Work required: Repeat the listing word for word. No pictures belong in the copy.

[[ Data shown open ]]

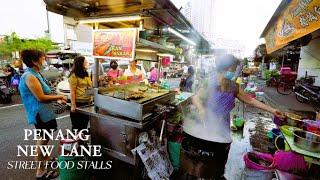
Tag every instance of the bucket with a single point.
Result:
(174, 154)
(250, 174)
(197, 158)
(72, 173)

[[ Data shown closed ]]

Task output:
Tag every instance of the bucket with a single point.
Result:
(174, 154)
(250, 174)
(197, 158)
(72, 173)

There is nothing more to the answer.